Easing of restrictions

Starting last month, the ruling Communist party gradually shifted to an approach more reminiscent of “living with covid” policies adopted by much of the rest of the world.

Authorities announced changes on 11 November that it said were aimed at reducing disruptions after economic activity had torpedoed. More changes were announced following the protests.

The government has stopped reporting nationwide case numbers but announcements by some cities indicate that at least tens and possibly hundreds of millions of people might have been infected since the surge began in early October.

A state-run news outlet in the city of Qingdao reported that it was seeing “between 490,000 and 530,000″ new Covid cases a day. The report was shared by several other news outlets but appeared to have been edited the next morning to remove the case figures.

Cities across the country have struggled to cope as surging infections have emptied pharmacy shelves, filled hospital wards and appeared to cause backlogs at crematoriums and funeral homes.

virus-outbreak-china A patient is turned away from an emergency room at full capacity in the city of Zhuozhou AP / PA Images AP / PA Images / PA Images

While many citizens greeted the relaxing of the rules with relief, the rapid shift also caused some concern after years in which the Chinese government talked about the virus as a major threat.

“Beijing is really confused right now,” one one resident told the PA news agency. “They made a complete 180-degree turn without even going through a transitionary period.”

Hospitals and crematoriums continue to be overwhelmed by an influx of mostly elderly people.

Worldwide nervousness

China’s sudden pivot away from a containment approach has prompted nervousness around the world, with the US saying it may restrict travel from the country.

From 8 January, the last remaining piece of the zero-covid policy, hotel quarantine for inbound travellers, will be scrapped.

Other countries have expressed concerns about the potential for new variants to emerge as China battles the world’s biggest surge in infections. Countries including Japan and India have introduced PCR testing on arrival for Chinese passengers.

- [REQUIRED WORK]:
• A. Answer these questions from the passage on China's easing of Covid restrictions:
(i) On what date did authorities announce changes aimed at reducing disruptions?
(ii) How many new Covid cases a day did the state-run news outlet in Qingdao report?
(iii) Which countries are named as having introduced PCR testing on arrival for Chinese passengers?
• B. Pick up the passage on China's easing of Covid restrictions after its final sentence and continue it.

- [Records excerpted from a collection]:
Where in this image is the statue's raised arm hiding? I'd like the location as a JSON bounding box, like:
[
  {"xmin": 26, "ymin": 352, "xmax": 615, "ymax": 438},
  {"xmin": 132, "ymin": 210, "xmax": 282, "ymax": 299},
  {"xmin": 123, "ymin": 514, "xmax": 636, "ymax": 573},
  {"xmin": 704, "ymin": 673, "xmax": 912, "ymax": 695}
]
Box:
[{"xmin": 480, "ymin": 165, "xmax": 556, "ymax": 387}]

- [ANSWERS BY TASK]:
• A.
(i) 11 November
(ii) Between 490,000 and 530,000
(iii) Japan and India

• B.
Taiwan, a self-ruled island that China claims as its own, said today that it would also screen travellers from the mainland for the virus.

China’s Centre for Disease Prevention and Control reported 5,231 new Covid cases and three deaths nationwide today – likely a drastic undercount since people are no longer required to declare infections to authorities.

The US has urged China to act to contain the spread: Secretary of State Antony Blinken last week called on Beijing to share information on the outbreak, saying its surging caseload had impacted the world.

He also renewed an offer to share US vaccines. Many elderly Chinese have never been vaccinated or have not received booster shots, which are particularly important for curbing the spread of the Omicron variant.

“It is very important for all countries, including China, to focus on people getting vaccinated, making testing and treatment available and, importantly, sharing information with the world about what they’re experiencing,” Blinken told a news conference.

It has implications not just for China, but for the entire world.

Beijing has promoted exports of homegrown vaccines judged by international health experts to be less efficient than US-made ones.

“We’re fully prepared to provide assistance to anyone who asks for it if they think it’s useful,” Blinken said.

The World Health Organisation (WHO) has said that the current explosion of cases started before the easing of restrictions.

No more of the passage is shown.